练习部分:
1 > 请用一到三句话说明:在关于urllib代理配置的文段中,urllib为何在某些场景下仍是首选?
2 > 在关于urllib代理配置的文段里,基础代理设置示例通过代理请求的是哪个网址?
3 > 请接着关于urllib代理配置的文段最后一句往下写。

所给文段:
————————

TRAE IDE调试技巧:在TRAE IDE中,你可以使用内置的网络调试工具实时监控代理请求的状态码、响应时间和数据包大小,快速定位代理配置问题。

03|urllib库代理配置深度解析

虽然requests库更受欢迎,但urllib作为Python标准库,在某些场景下仍是首选。

urllib基础代理设置

import urllib.request
import urllib.error
 
# 创建代理处理器
proxy_handler = urllib.request.ProxyHandler({
    'http': 'http://127.0.0.1:8080',
    'https': 'https://127.0.0.1:8080'
})
 
# 创建opener
opener = urllib.request.build_opener(proxy_handler)
 
# 安装opener
urllib.request.install_opener(opener)
 
try:
    # 使用代理发送请求
    response = urllib.request.urlopen('https://httpbin.org/ip')
    print(response.read().decode('utf-8'))
except urllib.error.URLError as e:
    print(f"请求失败: {e}")

带认证的urllib代理

import urllib.request
import base64
 
# 创建密码管理器
password_mgr = urllib.request.HTTPPasswordMgrWithDefaultRealm()
 
# 添加用户名和密码
proxy_url = 'proxy.example.com:8080'
username = 'your_username'
password = 'your_password'
password_mgr.add_password(None, proxy_url, username, password)

————————

[点标注数据摘录]
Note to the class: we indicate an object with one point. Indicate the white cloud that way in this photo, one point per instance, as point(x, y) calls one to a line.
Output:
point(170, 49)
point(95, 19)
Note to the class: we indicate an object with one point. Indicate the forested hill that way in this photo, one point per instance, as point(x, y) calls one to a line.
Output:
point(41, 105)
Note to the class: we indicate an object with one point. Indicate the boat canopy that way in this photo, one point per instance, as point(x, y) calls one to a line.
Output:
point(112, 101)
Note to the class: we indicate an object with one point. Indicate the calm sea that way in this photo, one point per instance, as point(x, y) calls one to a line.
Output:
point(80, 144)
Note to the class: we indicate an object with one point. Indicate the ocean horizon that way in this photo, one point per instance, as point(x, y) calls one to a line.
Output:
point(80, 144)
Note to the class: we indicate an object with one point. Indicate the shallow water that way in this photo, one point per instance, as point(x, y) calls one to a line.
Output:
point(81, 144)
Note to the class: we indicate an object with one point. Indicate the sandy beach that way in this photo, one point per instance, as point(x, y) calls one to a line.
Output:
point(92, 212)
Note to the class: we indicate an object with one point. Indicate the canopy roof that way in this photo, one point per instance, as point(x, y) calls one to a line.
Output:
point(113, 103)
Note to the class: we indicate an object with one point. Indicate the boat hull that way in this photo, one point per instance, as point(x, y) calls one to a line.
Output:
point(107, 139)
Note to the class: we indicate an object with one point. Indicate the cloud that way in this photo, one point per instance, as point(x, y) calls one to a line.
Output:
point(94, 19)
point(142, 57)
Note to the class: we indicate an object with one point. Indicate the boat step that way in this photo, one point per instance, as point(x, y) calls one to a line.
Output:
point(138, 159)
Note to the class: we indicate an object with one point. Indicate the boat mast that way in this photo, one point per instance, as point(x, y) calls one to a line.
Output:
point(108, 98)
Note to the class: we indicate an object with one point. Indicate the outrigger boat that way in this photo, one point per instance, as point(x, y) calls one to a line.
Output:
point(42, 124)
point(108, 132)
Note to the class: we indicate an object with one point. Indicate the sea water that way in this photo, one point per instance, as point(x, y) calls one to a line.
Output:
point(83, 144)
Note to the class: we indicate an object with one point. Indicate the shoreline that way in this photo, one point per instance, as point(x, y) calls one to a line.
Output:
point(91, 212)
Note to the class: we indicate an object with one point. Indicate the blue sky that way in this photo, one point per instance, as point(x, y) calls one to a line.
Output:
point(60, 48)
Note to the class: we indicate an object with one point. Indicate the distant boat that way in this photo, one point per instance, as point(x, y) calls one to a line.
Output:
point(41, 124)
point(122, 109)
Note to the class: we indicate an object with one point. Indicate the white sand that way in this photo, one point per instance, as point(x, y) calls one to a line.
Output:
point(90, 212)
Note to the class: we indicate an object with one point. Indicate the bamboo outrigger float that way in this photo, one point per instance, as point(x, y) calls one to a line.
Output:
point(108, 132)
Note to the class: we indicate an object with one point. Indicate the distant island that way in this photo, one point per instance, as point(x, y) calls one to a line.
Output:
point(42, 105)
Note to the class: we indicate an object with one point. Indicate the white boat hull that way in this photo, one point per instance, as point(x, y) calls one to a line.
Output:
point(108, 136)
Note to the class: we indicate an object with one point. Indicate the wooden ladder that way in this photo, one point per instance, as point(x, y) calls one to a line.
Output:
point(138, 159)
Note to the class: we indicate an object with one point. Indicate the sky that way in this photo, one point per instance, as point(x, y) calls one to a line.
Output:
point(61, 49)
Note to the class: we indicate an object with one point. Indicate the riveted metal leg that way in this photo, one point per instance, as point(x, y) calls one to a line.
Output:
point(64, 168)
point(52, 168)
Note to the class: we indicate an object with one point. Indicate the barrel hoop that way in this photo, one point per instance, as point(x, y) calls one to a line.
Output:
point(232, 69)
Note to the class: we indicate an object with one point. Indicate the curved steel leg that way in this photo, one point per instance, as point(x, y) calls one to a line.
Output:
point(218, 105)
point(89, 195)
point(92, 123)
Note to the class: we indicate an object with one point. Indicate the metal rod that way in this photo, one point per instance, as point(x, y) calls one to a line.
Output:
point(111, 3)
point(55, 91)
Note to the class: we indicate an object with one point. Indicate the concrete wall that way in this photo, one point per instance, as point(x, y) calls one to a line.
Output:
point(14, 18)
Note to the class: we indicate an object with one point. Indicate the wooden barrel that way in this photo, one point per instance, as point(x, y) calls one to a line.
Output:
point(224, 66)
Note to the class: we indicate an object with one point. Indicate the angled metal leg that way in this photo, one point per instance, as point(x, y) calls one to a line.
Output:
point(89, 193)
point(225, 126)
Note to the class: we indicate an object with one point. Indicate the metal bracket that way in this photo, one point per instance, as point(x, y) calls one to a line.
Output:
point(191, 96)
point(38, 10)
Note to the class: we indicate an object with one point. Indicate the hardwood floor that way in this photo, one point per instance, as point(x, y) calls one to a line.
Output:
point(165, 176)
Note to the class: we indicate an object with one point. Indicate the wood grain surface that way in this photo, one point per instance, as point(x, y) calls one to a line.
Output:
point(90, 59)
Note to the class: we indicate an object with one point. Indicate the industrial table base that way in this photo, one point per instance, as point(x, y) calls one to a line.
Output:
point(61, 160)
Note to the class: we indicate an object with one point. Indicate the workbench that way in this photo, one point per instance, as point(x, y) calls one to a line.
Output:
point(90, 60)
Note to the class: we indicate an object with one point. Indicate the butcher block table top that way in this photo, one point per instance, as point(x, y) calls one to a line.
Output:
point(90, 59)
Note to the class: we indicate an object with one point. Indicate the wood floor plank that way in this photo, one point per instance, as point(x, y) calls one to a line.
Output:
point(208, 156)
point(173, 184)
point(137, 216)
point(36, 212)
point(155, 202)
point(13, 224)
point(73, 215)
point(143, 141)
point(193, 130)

————————

练习结果:
1 > 因为urllib是Python标准库。尽管requests库更受欢迎,urllib凭借这一点在某些场景下仍是首选。

2 > https://httpbin.org/ip

3 >
 
# 创建代理认证处理器
proxy_auth_handler = urllib.request.ProxyBasicAuthHandler(password_mgr)
 
# 创建并安装opener
opener = urllib.request.build_opener(proxy_auth_handler)
urllib.request.install_opener(opener)
 
# 发送请求
response = urllib.request.urlopen('https://httpbin.org/ip')
print(response.read().decode('utf-8'))

04|aiohttp异步代理配置

在现代Python应用中,异步编程越来越重要。aiohttp提供了强大的异步HTTP功能。

基础异步代理设置

import aiohttp
import asyncio
 
async def fetch_with_proxy():
    # 代理配置
    proxy = 'http://127.0.0.1:8080'
    
    # 创建TCP连接器
    connector = aiohttp.TCPConnector(ssl=False)
    
    # 创建会话
    async with aiohttp.ClientSession(connector=connector) as session:
        try:
            # 使用代理发送异步请求
            async with session.get('https://httpbin.org/ip', proxy=proxy) as response:
                data = await response.json()
                print(f"通过代理访问,返回IP: {data}")
        except aiohttp.ClientError as e:
            print(f"请求失败: {e}")
 
# 运行异步函数
asyncio.run(fetch_with_proxy())

带认证的异步代理

import aiohttp
import asyncio
from aiohttp import BasicAuth
 
async def fetch_with_auth_proxy():
    # 代理认证信息
    proxy_auth = BasicAuth('username', 'password')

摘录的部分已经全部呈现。